Top of Working data
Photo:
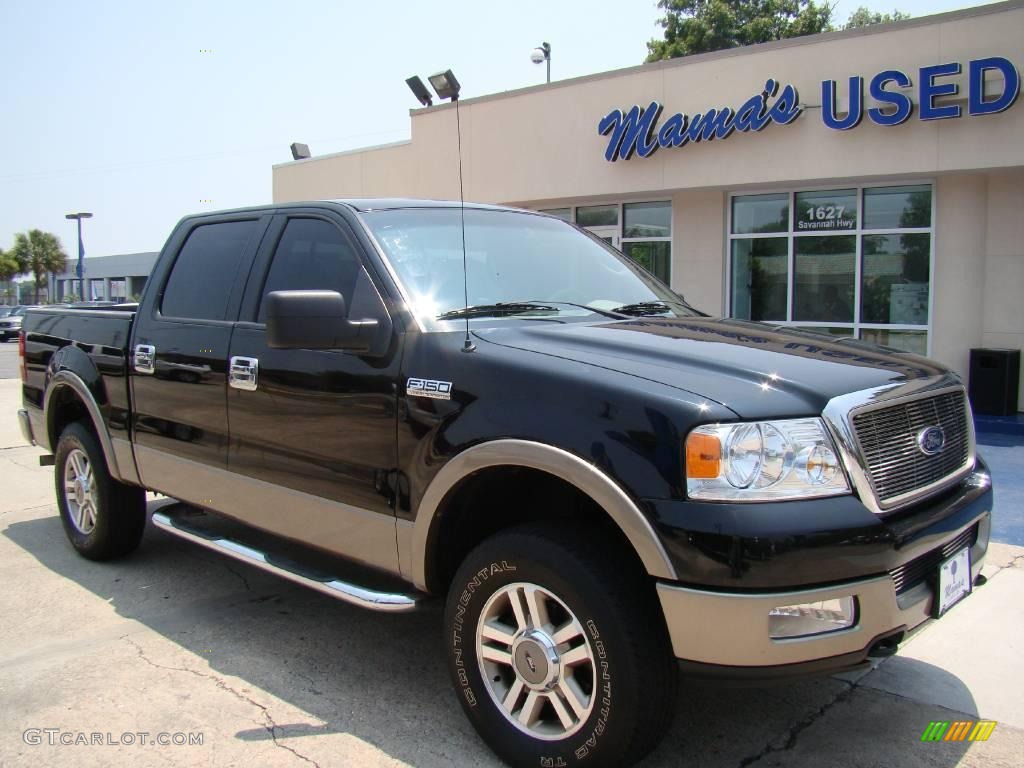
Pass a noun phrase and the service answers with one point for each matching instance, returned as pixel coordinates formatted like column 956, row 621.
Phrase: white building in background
column 866, row 183
column 117, row 278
Bottom of Working data
Work order >>
Repeat each line of the records exactly, dropping the pictures.

Your response >>
Photo:
Pass a noun phrase and the service answers with one point for each matching instance, returned as pixel coordinates formatted like column 956, row 621.
Phrase: white building in background
column 866, row 183
column 117, row 278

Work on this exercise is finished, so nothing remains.